**EXERCISE DESCRIPTION:** Return the lines of the records below without any change. Begin at the line that contains "367, row 341." and stop after the line that contains "column 56, row 110".

** start of ENTRIES PROVIDED **

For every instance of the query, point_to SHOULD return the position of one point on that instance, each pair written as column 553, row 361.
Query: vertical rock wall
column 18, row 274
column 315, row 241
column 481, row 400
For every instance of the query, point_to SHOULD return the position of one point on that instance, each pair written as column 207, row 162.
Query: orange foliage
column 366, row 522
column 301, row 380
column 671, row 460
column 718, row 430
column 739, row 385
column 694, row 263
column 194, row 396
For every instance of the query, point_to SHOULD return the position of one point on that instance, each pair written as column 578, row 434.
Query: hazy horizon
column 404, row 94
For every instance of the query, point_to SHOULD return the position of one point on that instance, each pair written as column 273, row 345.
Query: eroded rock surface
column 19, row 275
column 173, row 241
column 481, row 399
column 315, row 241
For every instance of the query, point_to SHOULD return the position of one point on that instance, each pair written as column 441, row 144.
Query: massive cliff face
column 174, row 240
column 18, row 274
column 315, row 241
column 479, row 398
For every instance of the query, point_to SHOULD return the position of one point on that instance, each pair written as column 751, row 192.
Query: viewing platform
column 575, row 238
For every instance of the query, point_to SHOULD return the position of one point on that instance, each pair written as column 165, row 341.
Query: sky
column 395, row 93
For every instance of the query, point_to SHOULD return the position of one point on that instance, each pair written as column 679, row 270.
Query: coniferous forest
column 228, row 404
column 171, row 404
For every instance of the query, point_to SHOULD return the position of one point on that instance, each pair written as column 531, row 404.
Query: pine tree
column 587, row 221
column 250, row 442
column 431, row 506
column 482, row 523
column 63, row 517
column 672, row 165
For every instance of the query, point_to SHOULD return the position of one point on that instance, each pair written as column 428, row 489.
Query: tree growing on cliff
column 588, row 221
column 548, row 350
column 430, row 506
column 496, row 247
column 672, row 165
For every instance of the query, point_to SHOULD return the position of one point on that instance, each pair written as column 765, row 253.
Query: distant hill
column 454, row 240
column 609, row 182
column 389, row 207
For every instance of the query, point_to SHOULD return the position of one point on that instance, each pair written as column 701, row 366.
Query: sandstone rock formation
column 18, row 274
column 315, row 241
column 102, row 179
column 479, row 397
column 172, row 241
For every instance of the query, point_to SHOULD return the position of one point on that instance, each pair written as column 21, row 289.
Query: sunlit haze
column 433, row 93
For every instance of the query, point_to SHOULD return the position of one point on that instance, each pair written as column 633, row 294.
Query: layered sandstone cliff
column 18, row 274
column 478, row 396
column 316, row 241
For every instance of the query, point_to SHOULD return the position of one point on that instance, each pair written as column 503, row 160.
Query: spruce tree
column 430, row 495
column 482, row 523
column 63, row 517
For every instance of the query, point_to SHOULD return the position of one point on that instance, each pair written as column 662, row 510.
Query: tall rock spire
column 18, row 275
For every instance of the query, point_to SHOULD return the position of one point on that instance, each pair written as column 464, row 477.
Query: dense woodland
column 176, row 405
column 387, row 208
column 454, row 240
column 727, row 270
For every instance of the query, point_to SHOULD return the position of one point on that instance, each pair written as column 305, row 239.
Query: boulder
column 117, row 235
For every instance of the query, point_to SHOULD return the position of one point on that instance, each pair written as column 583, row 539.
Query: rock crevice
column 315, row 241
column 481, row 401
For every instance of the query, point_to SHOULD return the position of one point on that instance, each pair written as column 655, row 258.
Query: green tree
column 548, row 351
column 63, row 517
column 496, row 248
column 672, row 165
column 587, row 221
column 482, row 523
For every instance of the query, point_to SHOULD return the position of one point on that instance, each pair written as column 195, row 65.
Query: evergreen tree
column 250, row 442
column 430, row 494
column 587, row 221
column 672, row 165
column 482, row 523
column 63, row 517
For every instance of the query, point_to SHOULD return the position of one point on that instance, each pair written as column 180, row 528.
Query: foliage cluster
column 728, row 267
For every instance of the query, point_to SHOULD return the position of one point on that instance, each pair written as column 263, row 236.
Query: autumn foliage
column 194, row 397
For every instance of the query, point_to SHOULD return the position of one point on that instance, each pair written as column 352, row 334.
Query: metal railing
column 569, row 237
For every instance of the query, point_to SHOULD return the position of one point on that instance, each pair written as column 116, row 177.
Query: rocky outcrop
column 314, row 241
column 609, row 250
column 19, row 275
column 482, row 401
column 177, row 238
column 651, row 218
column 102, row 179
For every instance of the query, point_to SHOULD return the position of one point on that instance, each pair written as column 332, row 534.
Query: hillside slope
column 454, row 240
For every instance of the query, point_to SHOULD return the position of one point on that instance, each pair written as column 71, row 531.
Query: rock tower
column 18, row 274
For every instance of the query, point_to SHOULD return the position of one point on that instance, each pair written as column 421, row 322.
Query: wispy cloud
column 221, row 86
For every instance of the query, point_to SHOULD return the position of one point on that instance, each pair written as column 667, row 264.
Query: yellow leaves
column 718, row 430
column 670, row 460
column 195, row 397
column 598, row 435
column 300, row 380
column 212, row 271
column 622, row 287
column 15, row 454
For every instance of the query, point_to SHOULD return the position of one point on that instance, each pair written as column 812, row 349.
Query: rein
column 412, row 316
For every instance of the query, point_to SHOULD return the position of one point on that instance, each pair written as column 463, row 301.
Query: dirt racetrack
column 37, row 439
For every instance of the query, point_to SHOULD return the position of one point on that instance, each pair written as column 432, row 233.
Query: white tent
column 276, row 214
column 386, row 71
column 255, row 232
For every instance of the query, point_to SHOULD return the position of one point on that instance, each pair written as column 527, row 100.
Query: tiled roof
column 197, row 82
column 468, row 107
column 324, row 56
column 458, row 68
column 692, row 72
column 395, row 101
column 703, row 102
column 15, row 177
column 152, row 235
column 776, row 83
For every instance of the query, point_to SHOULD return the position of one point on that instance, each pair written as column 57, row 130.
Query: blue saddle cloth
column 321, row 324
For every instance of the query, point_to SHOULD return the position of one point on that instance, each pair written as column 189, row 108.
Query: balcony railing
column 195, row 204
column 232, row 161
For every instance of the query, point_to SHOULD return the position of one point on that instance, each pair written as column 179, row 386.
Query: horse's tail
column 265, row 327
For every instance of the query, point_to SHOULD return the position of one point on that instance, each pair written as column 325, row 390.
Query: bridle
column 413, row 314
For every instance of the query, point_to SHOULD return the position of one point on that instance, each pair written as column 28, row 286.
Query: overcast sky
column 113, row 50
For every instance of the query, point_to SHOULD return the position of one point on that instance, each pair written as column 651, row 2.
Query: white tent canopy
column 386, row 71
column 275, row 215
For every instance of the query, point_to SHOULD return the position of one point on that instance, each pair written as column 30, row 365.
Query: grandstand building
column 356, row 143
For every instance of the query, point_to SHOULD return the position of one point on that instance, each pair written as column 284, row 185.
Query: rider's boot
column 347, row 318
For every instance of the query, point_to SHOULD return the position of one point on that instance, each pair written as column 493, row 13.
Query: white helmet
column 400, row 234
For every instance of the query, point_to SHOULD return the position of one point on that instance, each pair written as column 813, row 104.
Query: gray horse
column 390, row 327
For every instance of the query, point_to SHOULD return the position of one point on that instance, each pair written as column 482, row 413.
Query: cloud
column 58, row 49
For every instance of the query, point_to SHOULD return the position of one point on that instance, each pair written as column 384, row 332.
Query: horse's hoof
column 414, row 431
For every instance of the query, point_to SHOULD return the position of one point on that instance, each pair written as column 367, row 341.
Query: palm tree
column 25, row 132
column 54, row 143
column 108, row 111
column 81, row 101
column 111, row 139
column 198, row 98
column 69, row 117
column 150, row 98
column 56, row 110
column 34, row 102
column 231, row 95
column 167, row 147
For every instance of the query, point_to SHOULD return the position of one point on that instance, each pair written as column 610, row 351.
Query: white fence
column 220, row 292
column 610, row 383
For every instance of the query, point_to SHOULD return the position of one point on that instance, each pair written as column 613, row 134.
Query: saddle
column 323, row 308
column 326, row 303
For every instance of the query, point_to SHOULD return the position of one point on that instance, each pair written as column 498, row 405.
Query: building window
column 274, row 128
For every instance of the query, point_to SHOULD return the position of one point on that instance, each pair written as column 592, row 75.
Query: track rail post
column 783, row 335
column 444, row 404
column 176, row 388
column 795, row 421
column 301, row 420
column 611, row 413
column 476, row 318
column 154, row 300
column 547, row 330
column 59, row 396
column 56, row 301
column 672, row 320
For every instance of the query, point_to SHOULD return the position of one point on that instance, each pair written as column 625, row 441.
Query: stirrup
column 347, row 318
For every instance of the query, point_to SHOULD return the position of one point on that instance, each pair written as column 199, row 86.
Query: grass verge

** end of ENTRIES PROVIDED **

**TASK OUTPUT:**
For every instance of the query, point_to SHOULD return the position of one point on that instance, each pair written as column 367, row 341.
Query: palm tree
column 25, row 132
column 54, row 143
column 108, row 111
column 81, row 101
column 111, row 139
column 198, row 98
column 69, row 117
column 150, row 98
column 56, row 110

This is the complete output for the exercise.